▶ [AUFGABEN]
1 > Formuliere den Absatz des Textes über den stationären Einzelhandel, der mit „Wirtschaftlich herausfordernde Zeiten“ beginnt, kürzer und behalte seine wesentlichen Fakten bei.
2 > Führe den Text über den stationären Einzelhandel im Anschluss an seinen letzten Satz fort.

Was war, was ist, was bleibt

German Council Magazin
German Council Magazin – Ausgabe 2-2014 „In Motion“. © GCSP / stock.adobe.com

Insight
Passion

Steffen Uttich

Wirtschaftlich herausfordernde Zeiten bergen das Risiko, dass Existenzängste den Blick auf das Wesentliche trüben. Vor der vermeintlichen Macht der Statistik wird zu oft zu schnell kapituliert. Natürlich ist es ein alarmierender Fakt, dass dem stationären Einzelhandel in Deutschland zwischen 2010 und 2019 rund 39.000 Geschäfte verlorengegangen sind. Und in den Corona-Jahren 2020 bis 2022 sollen es mindestens noch einmal genauso viele gewesen sein. Ein Absturz also, der sich zuletzt sogar noch beschleunigt hat – da ist Panik in der Einzelhandelslandschaft eine nachvollziehbare Reaktion.

Zu dieser Landschaft gehören auch die Erbauer und Eigentümer der Flächen, auf denen der Einzelhandel seine Aktivitäten entfaltet. Ein nicht unbeträchtlicher Teil von ihnen hat sich vor 30 Jahren im German Council of Shopping Places zusammengeschlossen. Wer eine solche Historie vorweisen kann, genießt einen großen Vorteil, wenn die Zeitläufe holprig werden: Er hat schon ein paar Krisen überlebt – und kann deshalb auf Erkenntnisse zurückgreifen, die die eigene Existenzberechtigung grundsätzlich untermauern. Deshalb lohnt es sich im konkreten Fall, einen Blick in das Archiv des German Council Magazins zu werfen, das als zuverlässiges Stimmungsbarometer den Verband und seine Akteure durch die Jahre begleitet hat.

▶ [DATENAUSZUG]
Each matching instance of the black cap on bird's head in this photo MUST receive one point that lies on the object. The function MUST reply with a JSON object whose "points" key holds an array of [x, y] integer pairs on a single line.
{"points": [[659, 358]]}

---

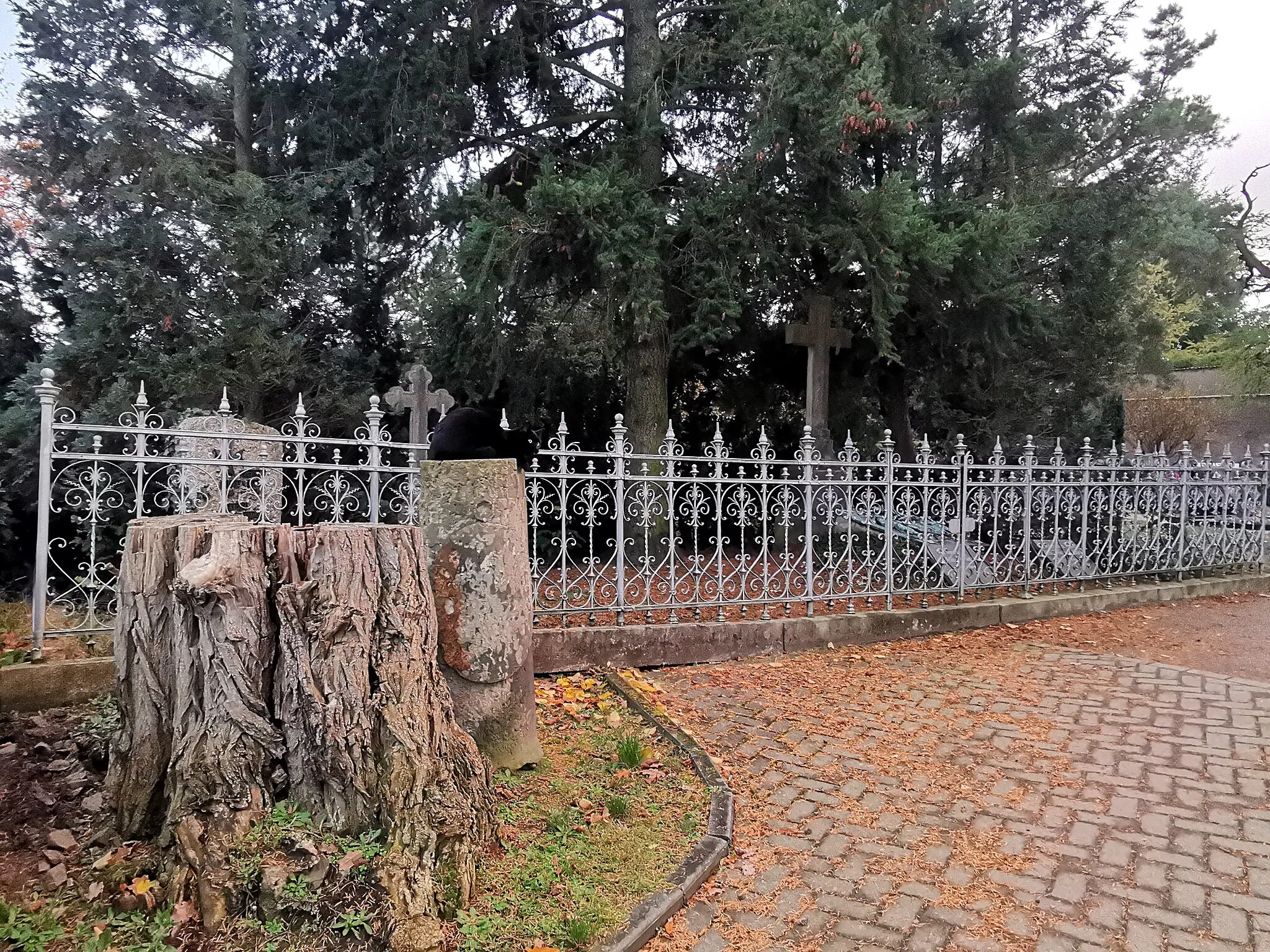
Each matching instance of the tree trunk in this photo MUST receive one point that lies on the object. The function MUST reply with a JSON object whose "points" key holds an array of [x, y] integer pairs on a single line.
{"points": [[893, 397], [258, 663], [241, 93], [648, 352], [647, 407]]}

* * *

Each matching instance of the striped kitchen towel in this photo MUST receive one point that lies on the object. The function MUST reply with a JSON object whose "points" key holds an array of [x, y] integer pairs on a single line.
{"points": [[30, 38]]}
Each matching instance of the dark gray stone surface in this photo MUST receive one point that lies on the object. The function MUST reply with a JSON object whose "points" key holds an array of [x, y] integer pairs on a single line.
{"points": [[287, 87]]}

▶ [DIE ANTWORTEN]
1 > In wirtschaftlich schwierigen Zeiten können Existenzängste den Blick auf das Wesentliche verstellen, und man ergibt sich zu schnell der vermeintlichen Macht der Statistik. Tatsächlich hat der stationäre Einzelhandel in Deutschland zwischen 2010 und 2019 rund 39.000 Geschäfte verloren, in den Corona-Jahren 2020 bis 2022 sollen es mindestens noch einmal so viele gewesen sein. Angesichts dieses Absturzes, der sich zuletzt sogar beschleunigt hat, ist Panik in der Branche nachvollziehbar.

2 >
Noch aktuell: In Motion

Vor mir liegt gerade eine Ausgabe aus dem Jahr 2014. Das Titelthema lautet: In Motion. Schön eingängig als Scrabble-Spiel auf dem Umschlag abgebildet. Das gibt immerhin zehn Punkte. Ein zeitloser Titel, keine Frage. So zeitlos, wie der Aufruf in der Unterzeile. „Anfangen, wo andere aufhören“ – formuliert, als der Verband gerade erst seinen 20. Geburtstag hinter sich hatte und noch German Council of Shopping Centers hieß. Nun wird er 30 Jahre alt und hat sich inzwischen den zeitgemäßeren Namen German Council of Shopping Places gegeben. Aber der Aufruf ist 2023 noch so aktuell wie damals.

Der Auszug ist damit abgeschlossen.